Provided passage |
## start

Here’s something you can really dig your spoon into: Learning to cook can really cut your costs, but not your nutrients. This “chili” time of year is actually just right for any warm, comforting bowl of soup or stew and many start with a healthy base of beans — good for you and your budget. So, let’s get to it and learn how to cook:
White Beans
Why Should I?
Why not? Cooking beans at home is renowned as a simple way to save money and provide the base for many a healthy meal. It requires little effort and they’re easy to keep on hand in the fridge or freezer. And then you can quickly put together everything from basic beans and rice (seasoned differently in different cultures) to soups, salads, dips and spreads.
What Do I Need?
1 lb dried white beans (cannellini, navy or great northern)
1 yellow onion, quartered
2 dried bay leaves
Salt & ground black pepper to taste
Okay, Let’s Do This Thing
- Spread beans in a single layer on a large sheet tray; pick through to remove and discard any small stones or debris and then rinse well.
- Soak the beans using one of these two methods. Traditional soaking method: In a large bowl, cover beans by 3˝ with cold water, cover and set aside at room temperature for 8 hours or overnight. Quick soaking method: In a large pot, cover beans by 3˝ with cold water, cover and bring to a boil. Boil for 1 minute, remove pot from heat and set aside, covered, for 1 hour.

## end

Tasks to complete |
**a.** In the white bean cooking guide:
(i) How many bay leaves does the ingredient list call for?
(ii) How long are the beans set aside in the traditional soaking method?
(iii) Which three kinds of dried white beans are named?
**b.** Can you carry the white bean cooking guide forward from its final step?

Recorded information |
## start

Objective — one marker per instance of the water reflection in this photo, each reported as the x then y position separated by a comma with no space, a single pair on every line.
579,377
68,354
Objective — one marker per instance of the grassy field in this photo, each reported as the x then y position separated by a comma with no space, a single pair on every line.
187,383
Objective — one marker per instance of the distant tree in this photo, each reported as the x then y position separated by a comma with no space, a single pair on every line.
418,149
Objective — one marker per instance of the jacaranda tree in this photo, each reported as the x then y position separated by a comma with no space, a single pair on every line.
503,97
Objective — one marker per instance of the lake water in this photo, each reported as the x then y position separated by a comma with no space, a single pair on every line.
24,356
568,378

## end

Outputs for the tasks |
**a.**
(i) Two dried bay leaves.
(ii) 8 hours or overnight.
(iii) Cannellini, navy or great northern.

**b.**
- Drain soaked beans and transfer to a large pot. Cover by 2˝ with cold water, add onion and bay leaves and bring to a boil; skim off and discard any foam on the surface. Reduce heat, cover and simmer, gently stirring occasionally, until beans are tender, 1 to 1½ hours. Drain beans (if desired), discard onions and bay leaves and season with salt and pepper.
That makes 7 cups of beans which serves about 10 at approximately 26¢ per serving. The full nutrition info is here.
Tips & Tricks
- You can use this same method for cooking any variety of dried beans, adjusting the seasoning as you wish and the cooking time as needed to allow for age and type of beans.
- Soaking beans helps ensure even cooking. If you didn’t plan for soaking ahead, simply cook the beans an additional hour or so until fully tender.
- For increased digestibility (ahem) cook beans with 6 fresh leaves (or 2 tsp dried) epazote herb or a piece or two of kombu seaweed (remove before serving).
- Serve beans over salads, toss with pasta or vegetables or purée in a food processor with a bit of extra-virgin olive oil and lemon juice to make a spread for sandwiches or dip for crackers.
- Store cooked, cooled beans (with or without their liquid) in an airtight container in the fridge for 3–4 days.
- Freeze cooked, cooled beans in an airtight container, covered with cooking liquid (to avoid drying out), up to 2 months.
- To quickly cool cooked beans, drain them well, spread out on a large sheet tray and toss gently every few minutes until room temperature.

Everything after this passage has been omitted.